Exercise objective »
Rewrite only the lines starting at the line that contains "Can you see the white" and ending at the last line of the entries below, requests included. Multiply every coordinate in the answers by 1.45 and round to whole numbers, with halves rounded up, while leaving the requests and their format samples unchanged.

Records provided »
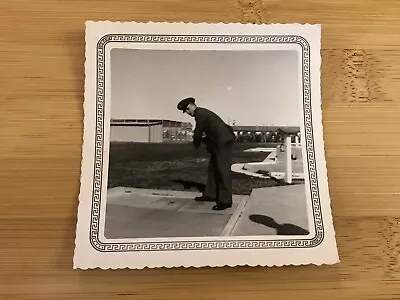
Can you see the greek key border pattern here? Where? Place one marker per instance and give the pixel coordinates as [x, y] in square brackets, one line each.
[187, 244]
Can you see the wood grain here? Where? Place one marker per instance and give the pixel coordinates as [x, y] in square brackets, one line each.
[41, 80]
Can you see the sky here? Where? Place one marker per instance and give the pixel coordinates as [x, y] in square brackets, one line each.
[251, 88]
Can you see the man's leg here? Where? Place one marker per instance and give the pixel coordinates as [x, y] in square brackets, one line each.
[211, 186]
[224, 180]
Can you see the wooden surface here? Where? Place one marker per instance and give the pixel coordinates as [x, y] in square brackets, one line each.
[42, 77]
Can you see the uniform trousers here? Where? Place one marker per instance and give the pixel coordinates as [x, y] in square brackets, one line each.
[219, 181]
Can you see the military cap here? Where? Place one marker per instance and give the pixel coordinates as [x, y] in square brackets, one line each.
[183, 104]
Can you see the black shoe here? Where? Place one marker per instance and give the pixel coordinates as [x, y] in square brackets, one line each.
[204, 199]
[221, 206]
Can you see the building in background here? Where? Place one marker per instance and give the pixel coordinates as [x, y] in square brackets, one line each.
[149, 131]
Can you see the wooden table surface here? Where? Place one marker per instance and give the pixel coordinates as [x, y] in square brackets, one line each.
[41, 115]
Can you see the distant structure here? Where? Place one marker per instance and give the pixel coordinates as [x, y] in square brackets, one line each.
[265, 134]
[150, 130]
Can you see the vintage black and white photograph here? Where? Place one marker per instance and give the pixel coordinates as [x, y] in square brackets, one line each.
[198, 143]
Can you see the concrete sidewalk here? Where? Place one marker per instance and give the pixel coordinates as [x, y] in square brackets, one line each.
[141, 213]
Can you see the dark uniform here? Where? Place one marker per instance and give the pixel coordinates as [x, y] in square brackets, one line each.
[218, 138]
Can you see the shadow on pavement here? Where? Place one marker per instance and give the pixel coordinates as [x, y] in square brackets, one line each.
[191, 184]
[281, 229]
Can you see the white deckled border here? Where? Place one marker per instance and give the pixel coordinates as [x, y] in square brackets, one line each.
[87, 257]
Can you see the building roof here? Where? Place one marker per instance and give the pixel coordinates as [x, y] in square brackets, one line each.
[148, 122]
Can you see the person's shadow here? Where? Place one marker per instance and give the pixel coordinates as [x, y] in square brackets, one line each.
[281, 229]
[191, 184]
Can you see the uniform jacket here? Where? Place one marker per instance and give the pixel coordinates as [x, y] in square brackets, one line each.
[210, 124]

Written response »
Can you see the white deckled border here? Where? Place one marker per instance and give the pixel coordinates as [x, y] in square brackets, one line each.
[126, 373]
Can you see the building roof here? Where? Place one marker per instance and give the pixel coordinates as [x, y] in square brackets, one line each.
[215, 177]
Can you see the person's shadow here? Where? Place one marker per instance and give the pixel coordinates as [x, y] in square brackets, one line each.
[407, 332]
[277, 267]
Can you see the uniform jacket here? Where? Place one marker per instance and give the pixel coordinates as [x, y] in square brackets, one line each.
[305, 180]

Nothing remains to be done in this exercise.